++++ Text excerpt ++++

Just like stated above, you will see many images of the Bit One photographed inside a car, on a table, on black carpet...etc. All those are garbage because of the low contrast and complicated backgrounds. They will be a major PITA in the upcoming steps to complete your diagram.

Ahhhhhhhhhh but look at the sixth photograph. It is a nice image of the Bit One, all by itself against a white background! SCORE!

Well almost.

Lets look closer. Now is the time to look at the information below each image.

For the sixth image....what is the file size? The file size is shown at 113k. This is okay. It will definitely work. But to further confirm this, look at the IMAGE size. The image size is the physical dimension of the photograph. In this case they are 800x480. NOW WE ARE TALKING. Now I know all of my criteria above is met. Well almost. I still do not know what the resolution of this image is (72 dpi? 300 dpi)? Well the only real way to know is to down load it and open it in your photo editing software.

I like this image and so I download it.

Before you leave this web page....lets look at one more image of the Bit One. It is always a good idea to download a few images....just in case one does not work for you in the end. But in this case I want you to look at another image to see a difference in image attributes (file size, etc).

Look at the second image.

Not only is it terrible because it is a black product in front of a black, complicated background, but its attributes are a little misleading. Its physical size is LARGER than the one we liked. But its FILE size is HALF the size of the one we liked. As you get better at this you will come to learn that this is a sure indicator that the RESOLUTION in image number 2 is much less quality than the one we liked and downloaded. So be on the look out for those indicators.

Now is the time to tell you that you can spend HOURS AND HOURS looking for good images on the net. Always use a variety of search terms that will yield different web pages. I have even had success at inserting the words "high resolution" along with my products with awesome results. Maybe luck? I dunno.

If you already know all of the model numbers and names of your products for your diagram, I think it more efficient use of time to download a ton of images first and then do the editing later. Just my opinion.

Now we have an image to work with so lets go to the next step.


----------



## ARCuhTEK

Open your photo editing software.

Here is CorelPHOTOPAINT with a blank screen:









Now open our new downloaded file.

++++ Data section ++++

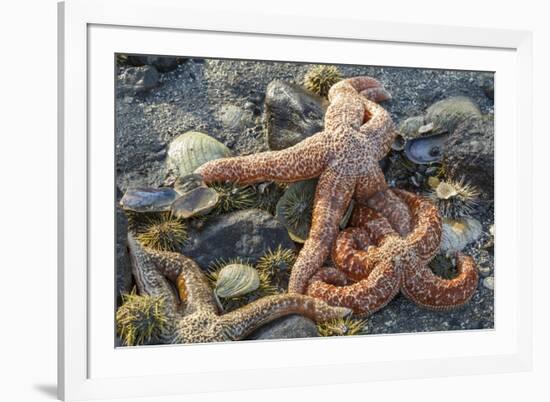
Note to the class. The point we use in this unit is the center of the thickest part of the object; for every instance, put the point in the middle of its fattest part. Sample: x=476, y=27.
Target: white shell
x=236, y=280
x=192, y=149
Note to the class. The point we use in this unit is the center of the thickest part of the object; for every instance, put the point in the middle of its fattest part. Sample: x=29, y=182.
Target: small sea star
x=358, y=133
x=374, y=263
x=193, y=312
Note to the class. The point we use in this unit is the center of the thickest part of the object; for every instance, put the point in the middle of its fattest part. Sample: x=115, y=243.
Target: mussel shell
x=188, y=182
x=428, y=149
x=192, y=149
x=142, y=199
x=236, y=280
x=199, y=201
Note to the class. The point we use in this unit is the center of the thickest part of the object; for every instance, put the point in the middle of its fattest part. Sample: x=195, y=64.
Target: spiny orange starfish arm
x=193, y=287
x=369, y=185
x=428, y=290
x=350, y=253
x=304, y=160
x=246, y=319
x=332, y=197
x=373, y=223
x=364, y=297
x=425, y=238
x=393, y=208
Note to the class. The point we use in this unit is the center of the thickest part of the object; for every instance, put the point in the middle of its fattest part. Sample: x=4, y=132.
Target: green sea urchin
x=320, y=78
x=233, y=197
x=295, y=208
x=455, y=199
x=342, y=327
x=278, y=263
x=141, y=320
x=160, y=231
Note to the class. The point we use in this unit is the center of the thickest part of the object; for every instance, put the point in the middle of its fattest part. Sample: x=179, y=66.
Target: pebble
x=489, y=282
x=484, y=270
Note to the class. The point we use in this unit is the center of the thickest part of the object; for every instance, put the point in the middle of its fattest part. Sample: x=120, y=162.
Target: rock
x=247, y=234
x=291, y=114
x=470, y=154
x=135, y=80
x=489, y=282
x=292, y=326
x=124, y=279
x=161, y=63
x=234, y=118
x=484, y=270
x=457, y=234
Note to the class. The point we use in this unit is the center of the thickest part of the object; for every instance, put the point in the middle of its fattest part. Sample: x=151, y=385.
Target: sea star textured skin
x=193, y=312
x=358, y=133
x=375, y=263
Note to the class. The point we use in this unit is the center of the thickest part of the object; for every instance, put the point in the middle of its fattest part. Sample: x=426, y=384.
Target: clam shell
x=236, y=280
x=143, y=199
x=448, y=114
x=192, y=149
x=198, y=201
x=457, y=234
x=428, y=149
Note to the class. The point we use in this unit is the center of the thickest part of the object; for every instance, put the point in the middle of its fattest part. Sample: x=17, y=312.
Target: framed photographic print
x=253, y=197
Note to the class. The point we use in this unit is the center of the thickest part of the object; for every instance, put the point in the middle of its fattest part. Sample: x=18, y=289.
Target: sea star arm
x=393, y=208
x=332, y=197
x=352, y=254
x=304, y=160
x=363, y=297
x=425, y=238
x=148, y=279
x=243, y=321
x=369, y=185
x=430, y=291
x=193, y=287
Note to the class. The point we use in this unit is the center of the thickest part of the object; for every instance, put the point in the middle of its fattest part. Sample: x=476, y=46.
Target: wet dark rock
x=124, y=279
x=292, y=326
x=134, y=80
x=162, y=63
x=470, y=154
x=292, y=114
x=247, y=234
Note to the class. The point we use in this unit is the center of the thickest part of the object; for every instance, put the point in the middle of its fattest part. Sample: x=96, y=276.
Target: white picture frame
x=90, y=31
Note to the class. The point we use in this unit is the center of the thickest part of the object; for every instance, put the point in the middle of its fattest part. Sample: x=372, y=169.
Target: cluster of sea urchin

++++

■ Objectives:
A. Answer these from the photo tutorial:
(i) What file size is shown for the sixth image?
(ii) What are the image dimensions of the sixth image?
(iii) Which photo editing software is shown with a blank screen?
B. Echo everything in the photo tutorial from "I like this" down to "the second image.", word for word.

■ Expected results:
A.
(i) 113k
(ii) 800x480
(iii) CorelPHOTOPAINT

B.
I like this image and so I download it.

Before you leave this web page....lets look at one more image of the Bit One. It is always a good idea to download a few images....just in case one does not work for you in the end. But in this case I want you to look at another image to see a difference in image attributes (file size, etc).

Look at the second image.